═══ TEXT PROVIDED

As I began the ascent up the Hourglass I soon realized that the pitch was getting steeper, and at several points I felt wholly dependent upon the rope. There are many undulations in the Hourglass made slippery from the recent rain. It was at this point that the feeling of unease, much greater than the day before, set in. I looked up to see how much further I had to go, but I could not see very far, so I set myself to keep going. Just then a rock came tumbling down from above. How it came loose I don’t know. There were no climbers above me. A mountain goat, or the wind, perhaps. It was the size of a baseball, and passed some ten feet to my left. I was glad for the helmet that I was wearing, but wondered what kind of damage would have been done had it hit me.
            It was enough to spur me to greater speed. Not recklessness; because that’s the kind of thing that get’s a guy killed. Go fast but don’t be in a hurry, that’s what I kept telling myself. As I approached the anchor I noticed something far more disconcerting: the rope was fraying. I don’t really know how high up I was because I could not see the bottom. As I passed this fray I wondered how much weight the rope could actually hold. I tried not to think about it because I had made it through the tough part. Another scramble over 300 feet of loose rock and I was at the top. I didn’t stay long. Like the day before I could not see more than ten feet in any direction, and so took just 2 pictures. My mind was on the rope. On a good day with good weather, Little Bear was still better than me. On this day, I only wanted to get down as quickly as possible.  
           Below the fray in the rope I was very, very careful. I did my best to stay flat and keep as much of my weight off the rope as possible. It seemed much longer going down than going up, and when I reached the base I can honestly that rarely have I been so happy. Never, ever never will I climb that mountain again. The thought of it kept me up that night.

══════
═══ SUPPLIED MATERIAL

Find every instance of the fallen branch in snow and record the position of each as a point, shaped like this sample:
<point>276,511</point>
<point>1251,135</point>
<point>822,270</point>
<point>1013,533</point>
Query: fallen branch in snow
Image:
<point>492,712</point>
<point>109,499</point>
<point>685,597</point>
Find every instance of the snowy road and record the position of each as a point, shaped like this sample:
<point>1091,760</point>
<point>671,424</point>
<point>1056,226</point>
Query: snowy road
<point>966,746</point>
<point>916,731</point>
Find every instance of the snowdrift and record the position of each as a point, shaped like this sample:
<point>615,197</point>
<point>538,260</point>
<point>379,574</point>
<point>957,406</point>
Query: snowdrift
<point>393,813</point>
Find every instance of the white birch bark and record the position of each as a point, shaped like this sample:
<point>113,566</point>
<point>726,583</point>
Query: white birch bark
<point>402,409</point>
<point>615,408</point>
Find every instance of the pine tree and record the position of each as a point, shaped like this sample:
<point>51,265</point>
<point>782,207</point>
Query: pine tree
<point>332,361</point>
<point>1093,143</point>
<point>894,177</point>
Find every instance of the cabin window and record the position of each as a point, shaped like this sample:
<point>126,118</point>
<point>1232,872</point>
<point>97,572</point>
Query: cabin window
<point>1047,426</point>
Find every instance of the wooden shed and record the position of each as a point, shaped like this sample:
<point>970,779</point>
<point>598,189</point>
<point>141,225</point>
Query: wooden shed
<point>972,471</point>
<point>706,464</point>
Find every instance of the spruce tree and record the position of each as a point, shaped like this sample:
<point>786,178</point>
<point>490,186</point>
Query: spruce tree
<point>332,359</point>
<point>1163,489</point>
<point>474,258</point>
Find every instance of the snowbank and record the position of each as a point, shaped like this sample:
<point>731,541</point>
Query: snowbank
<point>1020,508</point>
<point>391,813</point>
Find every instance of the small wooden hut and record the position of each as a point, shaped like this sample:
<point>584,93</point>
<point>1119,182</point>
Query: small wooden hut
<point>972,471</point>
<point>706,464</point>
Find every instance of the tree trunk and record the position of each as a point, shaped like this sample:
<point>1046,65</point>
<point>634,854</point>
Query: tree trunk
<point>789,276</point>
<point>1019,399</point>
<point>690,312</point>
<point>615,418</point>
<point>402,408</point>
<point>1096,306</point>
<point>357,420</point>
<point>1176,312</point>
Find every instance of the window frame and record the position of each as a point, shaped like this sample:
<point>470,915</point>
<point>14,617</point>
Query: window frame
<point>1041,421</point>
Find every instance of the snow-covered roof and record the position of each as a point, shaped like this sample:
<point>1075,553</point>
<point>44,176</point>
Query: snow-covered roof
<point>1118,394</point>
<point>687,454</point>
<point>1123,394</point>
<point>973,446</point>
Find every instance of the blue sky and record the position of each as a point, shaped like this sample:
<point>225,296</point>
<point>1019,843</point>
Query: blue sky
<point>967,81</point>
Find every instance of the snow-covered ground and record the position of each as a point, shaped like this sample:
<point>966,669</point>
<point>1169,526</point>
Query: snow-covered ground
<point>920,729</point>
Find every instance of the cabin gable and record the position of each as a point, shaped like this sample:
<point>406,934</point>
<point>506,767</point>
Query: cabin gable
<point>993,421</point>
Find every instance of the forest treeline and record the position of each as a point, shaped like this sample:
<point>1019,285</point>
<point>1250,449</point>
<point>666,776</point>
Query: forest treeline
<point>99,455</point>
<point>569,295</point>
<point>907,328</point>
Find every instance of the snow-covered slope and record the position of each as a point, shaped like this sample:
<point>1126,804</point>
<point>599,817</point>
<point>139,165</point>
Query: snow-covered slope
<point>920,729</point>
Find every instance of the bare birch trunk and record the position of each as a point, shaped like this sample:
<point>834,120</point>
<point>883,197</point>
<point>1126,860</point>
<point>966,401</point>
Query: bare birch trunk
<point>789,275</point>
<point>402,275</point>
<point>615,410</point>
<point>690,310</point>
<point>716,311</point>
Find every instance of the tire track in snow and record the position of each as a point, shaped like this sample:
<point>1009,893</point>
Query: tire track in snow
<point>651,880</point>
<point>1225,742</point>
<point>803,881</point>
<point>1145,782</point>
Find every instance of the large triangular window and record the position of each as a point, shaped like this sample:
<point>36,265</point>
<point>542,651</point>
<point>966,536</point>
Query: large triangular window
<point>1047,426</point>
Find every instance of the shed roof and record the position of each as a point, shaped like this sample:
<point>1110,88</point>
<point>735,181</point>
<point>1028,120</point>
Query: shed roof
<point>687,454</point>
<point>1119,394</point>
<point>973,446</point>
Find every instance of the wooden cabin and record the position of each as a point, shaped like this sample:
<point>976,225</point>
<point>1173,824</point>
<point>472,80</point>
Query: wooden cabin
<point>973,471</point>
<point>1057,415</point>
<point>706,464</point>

══════

*GOALS*:
1 - Shorten the paragraph of the climbing account that begins "As I began the ascent up the Hourglass" into a brief bulleted list of its main facts.
2 - In the climbing account, what did the climber notice while approaching the anchor?
Work only from the climbing account, not the items.

*COMPLETE ANSWERS*:
1 -
- The Hourglass grew steeper, and at several points the climber relied entirely on the rope.
- Recent rain had made its many undulations slippery.
- A sense of unease, stronger than the day before, set in.
- Visibility upward was poor, so the climber kept going.
- A baseball-sized rock fell from above with no climbers overhead, possibly dislodged by a goat or the wind.
- It passed about ten feet to the left, and the climber was glad to be wearing a helmet.

2 - The rope was fraying.